Write out every row below as a numbered list, leaving out any blank lines.
Top of RECORD EXCERPTS
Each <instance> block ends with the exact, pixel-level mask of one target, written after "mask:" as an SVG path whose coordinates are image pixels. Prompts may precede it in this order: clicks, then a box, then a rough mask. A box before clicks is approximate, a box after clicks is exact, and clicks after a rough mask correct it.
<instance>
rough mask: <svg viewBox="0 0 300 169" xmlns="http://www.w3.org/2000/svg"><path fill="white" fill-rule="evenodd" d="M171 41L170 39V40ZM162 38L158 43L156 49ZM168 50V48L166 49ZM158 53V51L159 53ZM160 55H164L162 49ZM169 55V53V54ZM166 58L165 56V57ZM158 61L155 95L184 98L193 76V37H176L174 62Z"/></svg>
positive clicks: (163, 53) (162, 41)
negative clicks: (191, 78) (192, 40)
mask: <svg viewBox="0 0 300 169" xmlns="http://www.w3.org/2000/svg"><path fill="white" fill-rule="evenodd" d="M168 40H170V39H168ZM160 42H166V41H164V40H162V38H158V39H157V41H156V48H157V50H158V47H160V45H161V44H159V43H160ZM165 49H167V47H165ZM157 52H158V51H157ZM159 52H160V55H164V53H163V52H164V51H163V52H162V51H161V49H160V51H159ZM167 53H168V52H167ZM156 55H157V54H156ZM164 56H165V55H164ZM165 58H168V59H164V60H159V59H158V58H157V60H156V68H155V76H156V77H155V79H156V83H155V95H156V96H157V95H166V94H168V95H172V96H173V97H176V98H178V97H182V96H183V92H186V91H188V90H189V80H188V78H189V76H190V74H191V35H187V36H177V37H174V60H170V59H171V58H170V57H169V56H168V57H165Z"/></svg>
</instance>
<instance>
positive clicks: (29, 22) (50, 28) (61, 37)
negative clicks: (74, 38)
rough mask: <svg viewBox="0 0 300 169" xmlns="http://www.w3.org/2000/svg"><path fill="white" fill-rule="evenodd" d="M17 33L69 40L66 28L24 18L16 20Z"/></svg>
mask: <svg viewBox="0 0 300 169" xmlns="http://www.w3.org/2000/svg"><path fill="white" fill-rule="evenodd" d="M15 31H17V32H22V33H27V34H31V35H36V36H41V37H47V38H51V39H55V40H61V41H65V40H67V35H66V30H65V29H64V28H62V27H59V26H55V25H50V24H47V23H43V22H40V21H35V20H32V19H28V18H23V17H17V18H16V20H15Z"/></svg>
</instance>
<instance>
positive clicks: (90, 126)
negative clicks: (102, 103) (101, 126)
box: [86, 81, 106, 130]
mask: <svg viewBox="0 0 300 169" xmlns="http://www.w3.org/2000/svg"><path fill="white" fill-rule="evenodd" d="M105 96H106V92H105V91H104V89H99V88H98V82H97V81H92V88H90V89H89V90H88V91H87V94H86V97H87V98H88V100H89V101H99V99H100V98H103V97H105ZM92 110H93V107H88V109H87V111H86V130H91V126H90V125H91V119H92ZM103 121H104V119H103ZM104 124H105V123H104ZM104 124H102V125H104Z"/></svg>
Bottom of RECORD EXCERPTS
_ANSWER TO THIS PROBLEM_
1. Each <instance> block ends with the exact, pixel-level mask of one target, written after "mask:" as an SVG path whose coordinates are image pixels. Prompts may precede it in this order: clicks, then a box, then a rough mask. A box before clicks is approximate, a box after clicks is exact, and clicks after a rough mask correct it.
2. <instance>
3. rough mask: <svg viewBox="0 0 300 169" xmlns="http://www.w3.org/2000/svg"><path fill="white" fill-rule="evenodd" d="M171 41L170 39V40ZM162 38L158 43L156 49ZM168 50V48L166 49ZM158 53V51L159 53ZM160 55H164L162 49ZM169 55V53V54ZM166 58L165 56V57ZM158 61L155 95L184 98L193 76V37H176L174 62Z"/></svg>
4. positive clicks: (163, 53) (162, 41)
5. negative clicks: (191, 78) (192, 40)
6. mask: <svg viewBox="0 0 300 169" xmlns="http://www.w3.org/2000/svg"><path fill="white" fill-rule="evenodd" d="M168 40H170V39H168ZM160 42H166V41H164V40H162V38H158V39H157V41H156V48H157V50H158V47H160V45H161V44H159V43H160ZM165 49H167V47H165ZM157 52H158V51H157ZM159 52H160V55H164V53H163V52H164V51H163V52H162V51H161V49H160V51H159ZM167 53H168V52H167ZM156 55H157V54H156ZM164 56H165V55H164ZM165 58H168V59H164V60H159V59H158V58H157V60H156V68H155V76H156V77H155V79H156V83H155V95H156V96H157V95H166V94H168V95H172V96H173V97H176V98H178V97H182V96H183V92H186V91H188V90H189V80H188V78H189V76H190V74H191V35H187V36H177V37H174V60H170V59H171V58H170V57H169V56H168V57H165Z"/></svg>
7. </instance>
8. <instance>
9. positive clicks: (29, 22) (50, 28) (61, 37)
10. negative clicks: (74, 38)
11. rough mask: <svg viewBox="0 0 300 169" xmlns="http://www.w3.org/2000/svg"><path fill="white" fill-rule="evenodd" d="M17 33L69 40L66 28L24 18L16 20Z"/></svg>
12. mask: <svg viewBox="0 0 300 169" xmlns="http://www.w3.org/2000/svg"><path fill="white" fill-rule="evenodd" d="M15 31H17V32H22V33H27V34H31V35H36V36H41V37H47V38H51V39H55V40H61V41H65V40H67V35H66V30H65V29H64V28H62V27H59V26H55V25H50V24H47V23H43V22H40V21H35V20H32V19H28V18H23V17H17V18H16V20H15Z"/></svg>
13. </instance>
14. <instance>
15. positive clicks: (90, 126)
16. negative clicks: (102, 103) (101, 126)
17. box: [86, 81, 106, 130]
18. mask: <svg viewBox="0 0 300 169" xmlns="http://www.w3.org/2000/svg"><path fill="white" fill-rule="evenodd" d="M105 96H106V92H105V91H104V89H99V88H98V82H97V81H92V88H90V89H89V90H88V91H87V94H86V97H87V98H88V100H89V101H99V99H100V98H103V97H105ZM92 110H93V107H88V109H87V111H86V130H91V126H90V125H91V119H92ZM103 121H104V119H103ZM104 124H105V123H104ZM104 124H102V125H104Z"/></svg>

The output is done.